◆ What to do ◆
Transcribe the data that follows precisely, omitting nothing.

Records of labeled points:
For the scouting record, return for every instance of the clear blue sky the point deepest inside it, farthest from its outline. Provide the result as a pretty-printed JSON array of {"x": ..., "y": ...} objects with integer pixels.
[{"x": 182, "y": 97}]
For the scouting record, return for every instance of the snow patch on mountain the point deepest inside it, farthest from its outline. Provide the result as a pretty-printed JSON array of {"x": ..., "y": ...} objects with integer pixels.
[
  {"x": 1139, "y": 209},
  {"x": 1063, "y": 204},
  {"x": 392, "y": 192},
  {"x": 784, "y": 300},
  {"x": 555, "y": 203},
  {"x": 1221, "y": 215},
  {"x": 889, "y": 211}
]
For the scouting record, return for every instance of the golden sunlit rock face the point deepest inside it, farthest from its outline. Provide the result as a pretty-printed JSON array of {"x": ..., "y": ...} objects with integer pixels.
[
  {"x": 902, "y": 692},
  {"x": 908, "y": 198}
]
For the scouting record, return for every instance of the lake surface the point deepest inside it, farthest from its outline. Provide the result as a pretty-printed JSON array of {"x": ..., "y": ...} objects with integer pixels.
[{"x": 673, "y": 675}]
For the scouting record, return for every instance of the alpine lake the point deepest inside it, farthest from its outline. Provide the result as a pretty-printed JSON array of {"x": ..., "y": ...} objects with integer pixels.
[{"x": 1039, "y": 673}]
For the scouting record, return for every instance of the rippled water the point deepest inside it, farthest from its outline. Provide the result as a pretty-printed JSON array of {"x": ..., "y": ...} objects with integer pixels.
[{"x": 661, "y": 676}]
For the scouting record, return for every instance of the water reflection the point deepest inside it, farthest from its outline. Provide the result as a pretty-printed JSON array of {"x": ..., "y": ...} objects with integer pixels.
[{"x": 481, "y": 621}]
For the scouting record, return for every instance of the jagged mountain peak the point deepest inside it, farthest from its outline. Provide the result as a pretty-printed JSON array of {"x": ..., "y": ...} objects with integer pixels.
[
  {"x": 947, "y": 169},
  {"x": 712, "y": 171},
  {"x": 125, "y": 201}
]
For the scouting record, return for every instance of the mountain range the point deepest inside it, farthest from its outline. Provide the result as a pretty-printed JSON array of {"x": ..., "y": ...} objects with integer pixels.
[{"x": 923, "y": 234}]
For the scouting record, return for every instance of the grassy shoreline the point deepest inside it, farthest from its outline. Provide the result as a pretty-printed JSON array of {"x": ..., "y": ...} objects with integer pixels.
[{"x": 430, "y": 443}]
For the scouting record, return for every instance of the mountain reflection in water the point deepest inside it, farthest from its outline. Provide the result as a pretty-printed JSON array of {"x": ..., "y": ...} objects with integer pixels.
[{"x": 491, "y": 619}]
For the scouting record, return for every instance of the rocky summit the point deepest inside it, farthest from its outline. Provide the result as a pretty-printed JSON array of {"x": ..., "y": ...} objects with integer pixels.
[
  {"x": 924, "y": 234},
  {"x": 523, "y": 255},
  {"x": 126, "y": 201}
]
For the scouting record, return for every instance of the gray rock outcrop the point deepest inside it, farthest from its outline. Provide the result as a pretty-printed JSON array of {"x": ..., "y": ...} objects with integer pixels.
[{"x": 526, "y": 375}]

◆ Exercise solution ◆
For the scouting record, return for every instance of the clear blue sky the point deepest inside it, farthest from its outline. Provide the result as a pretty-printed JSON array of {"x": ..., "y": ...} objects with integer pixels.
[{"x": 182, "y": 97}]
For the scouting record, return for every instance of the snow patch on mountain the point deepest inside it, farthest from its outline. Provide the result as a pretty-printed JSON array of {"x": ..., "y": ...} objects with integer pixels.
[
  {"x": 1139, "y": 209},
  {"x": 1063, "y": 204},
  {"x": 392, "y": 192},
  {"x": 784, "y": 300},
  {"x": 555, "y": 203},
  {"x": 1221, "y": 215},
  {"x": 889, "y": 211}
]
For the scouting record, return for every instance of the golden sunlit rock face the point deepest inside it, farthest from its outline. Provide the result as a pretty-printed JSON array of {"x": ..., "y": ...} objects with integer pixels.
[
  {"x": 902, "y": 692},
  {"x": 908, "y": 198}
]
For the scouting record, return for every instance of the lake surface the point deepest inside it, farthest from its outline. Provide the result as a pretty-printed JSON array of {"x": ..., "y": ...} objects with integer pixels.
[{"x": 673, "y": 675}]
For the scouting record, return for every instance of the alpine lake the point deepest inside it, farthest from its outline. Provide the result as a pretty-printed JSON array of {"x": ..., "y": ...} objects with integer pixels.
[{"x": 1039, "y": 673}]
For the scouting record, return for every instance of the rippled water the point deepest inside it, farthest from its outline. Provide the result as a pretty-printed JSON array of {"x": ..., "y": ...} objects with integer pixels.
[{"x": 661, "y": 676}]
For the scouting record, return for every instance of the water reflection the point deepest inside it, farthest from its outline. Provide the result as a pretty-printed JSON array of {"x": ..., "y": ...} objects with integer pixels.
[{"x": 481, "y": 621}]
For the scouting record, return for every instance of the jagged mountain peak the point deepest inside it, farthest from its outline. Provide the result as a pretty-printed JSON array of {"x": ..., "y": ...} objects with integer pixels.
[
  {"x": 947, "y": 169},
  {"x": 712, "y": 171},
  {"x": 125, "y": 201}
]
For the scouting record, return for every instance of the mountain range the point deepest inside it, farthest from its outline. Provide the result as a pretty-printed JSON array of {"x": ..., "y": ...} objects with integer pixels.
[{"x": 923, "y": 234}]
For the scouting record, return for every instance of the grassy shoreline the point deepest inside it, farthest from its outline. Provide the result as a pretty-printed JSON array of {"x": ..., "y": ...} objects with integer pixels.
[{"x": 430, "y": 443}]
For the scouting record, return for every instance of the mountain reflection in water the point deepest inside it, farthest from its outline. Provide the result as a pretty-printed JSON array of {"x": ..., "y": ...} objects with integer pixels.
[{"x": 491, "y": 619}]
For the scouting record, return for every instance of the rocky summit the point deepest inside it, farthest from its outline. Provide the result as a pretty-printed JSON array of {"x": ..., "y": ...} objects with integer pixels.
[
  {"x": 924, "y": 234},
  {"x": 523, "y": 255},
  {"x": 126, "y": 201}
]
For the scouting record, return for every instance of the gray rock outcrop the point deepest inside it, farthest from its outline. Provide the result as a pretty-printed JSON array of {"x": ..., "y": ...} objects with integer pixels.
[{"x": 526, "y": 375}]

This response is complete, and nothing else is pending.